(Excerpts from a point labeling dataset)
* * * * *

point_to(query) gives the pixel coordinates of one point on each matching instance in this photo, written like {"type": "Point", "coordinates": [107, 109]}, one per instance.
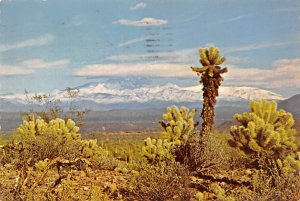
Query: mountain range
{"type": "Point", "coordinates": [129, 106]}
{"type": "Point", "coordinates": [105, 96]}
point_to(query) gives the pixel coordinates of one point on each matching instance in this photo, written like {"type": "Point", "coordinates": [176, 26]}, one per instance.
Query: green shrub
{"type": "Point", "coordinates": [37, 140]}
{"type": "Point", "coordinates": [176, 131]}
{"type": "Point", "coordinates": [267, 136]}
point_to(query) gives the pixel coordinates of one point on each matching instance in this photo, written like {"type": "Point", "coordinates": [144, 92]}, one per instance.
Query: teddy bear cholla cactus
{"type": "Point", "coordinates": [267, 133]}
{"type": "Point", "coordinates": [210, 77]}
{"type": "Point", "coordinates": [176, 130]}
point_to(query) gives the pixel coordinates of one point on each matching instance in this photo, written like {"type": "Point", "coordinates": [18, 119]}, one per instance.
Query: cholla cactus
{"type": "Point", "coordinates": [211, 79]}
{"type": "Point", "coordinates": [157, 150]}
{"type": "Point", "coordinates": [179, 125]}
{"type": "Point", "coordinates": [38, 127]}
{"type": "Point", "coordinates": [175, 132]}
{"type": "Point", "coordinates": [268, 133]}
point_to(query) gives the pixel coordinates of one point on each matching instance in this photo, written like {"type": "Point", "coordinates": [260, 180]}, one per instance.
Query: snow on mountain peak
{"type": "Point", "coordinates": [105, 93]}
{"type": "Point", "coordinates": [244, 93]}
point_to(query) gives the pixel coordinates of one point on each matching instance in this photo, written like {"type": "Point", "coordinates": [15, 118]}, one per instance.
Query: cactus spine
{"type": "Point", "coordinates": [268, 134]}
{"type": "Point", "coordinates": [210, 77]}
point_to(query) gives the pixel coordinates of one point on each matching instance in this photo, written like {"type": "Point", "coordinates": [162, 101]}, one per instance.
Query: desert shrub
{"type": "Point", "coordinates": [215, 154]}
{"type": "Point", "coordinates": [176, 131]}
{"type": "Point", "coordinates": [267, 136]}
{"type": "Point", "coordinates": [265, 188]}
{"type": "Point", "coordinates": [161, 183]}
{"type": "Point", "coordinates": [50, 107]}
{"type": "Point", "coordinates": [36, 139]}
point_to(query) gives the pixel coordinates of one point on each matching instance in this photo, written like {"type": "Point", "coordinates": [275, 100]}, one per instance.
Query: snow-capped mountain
{"type": "Point", "coordinates": [106, 94]}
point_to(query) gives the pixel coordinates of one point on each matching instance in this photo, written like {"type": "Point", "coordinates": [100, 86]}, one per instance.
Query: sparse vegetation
{"type": "Point", "coordinates": [49, 159]}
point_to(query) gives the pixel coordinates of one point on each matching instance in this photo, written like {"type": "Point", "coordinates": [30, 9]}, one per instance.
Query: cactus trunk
{"type": "Point", "coordinates": [210, 74]}
{"type": "Point", "coordinates": [209, 102]}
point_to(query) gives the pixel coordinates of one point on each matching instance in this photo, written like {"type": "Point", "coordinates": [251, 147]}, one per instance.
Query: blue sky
{"type": "Point", "coordinates": [54, 44]}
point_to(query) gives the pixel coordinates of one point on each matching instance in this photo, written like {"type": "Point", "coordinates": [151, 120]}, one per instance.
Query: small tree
{"type": "Point", "coordinates": [210, 77]}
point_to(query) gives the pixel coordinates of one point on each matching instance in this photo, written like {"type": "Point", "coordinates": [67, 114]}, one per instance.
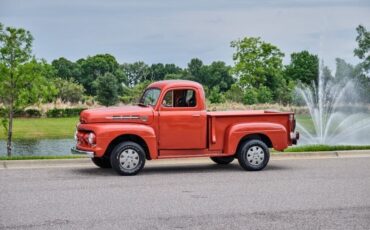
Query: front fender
{"type": "Point", "coordinates": [107, 132]}
{"type": "Point", "coordinates": [277, 134]}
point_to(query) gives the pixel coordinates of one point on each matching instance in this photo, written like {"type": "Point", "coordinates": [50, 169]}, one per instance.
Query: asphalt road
{"type": "Point", "coordinates": [288, 194]}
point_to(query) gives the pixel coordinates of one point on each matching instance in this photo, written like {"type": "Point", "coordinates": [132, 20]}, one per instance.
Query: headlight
{"type": "Point", "coordinates": [91, 139]}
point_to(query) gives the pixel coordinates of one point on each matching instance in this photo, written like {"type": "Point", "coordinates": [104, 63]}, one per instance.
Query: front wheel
{"type": "Point", "coordinates": [127, 158]}
{"type": "Point", "coordinates": [102, 162]}
{"type": "Point", "coordinates": [253, 155]}
{"type": "Point", "coordinates": [222, 160]}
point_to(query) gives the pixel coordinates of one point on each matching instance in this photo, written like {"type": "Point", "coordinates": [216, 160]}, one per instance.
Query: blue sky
{"type": "Point", "coordinates": [171, 31]}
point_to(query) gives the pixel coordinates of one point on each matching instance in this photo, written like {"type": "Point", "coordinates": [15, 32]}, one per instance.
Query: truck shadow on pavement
{"type": "Point", "coordinates": [178, 169]}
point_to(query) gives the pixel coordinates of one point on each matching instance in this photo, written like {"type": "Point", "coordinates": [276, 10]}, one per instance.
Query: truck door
{"type": "Point", "coordinates": [182, 121]}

* * * * *

## WHAT THE TASK ASKS
Copy every line of the items above that contains the word "mountain". Only lines with the same capitalization count.

## TASK RESULT
Query: mountain range
Query: snow on mountain peak
Query: snow-capped mountain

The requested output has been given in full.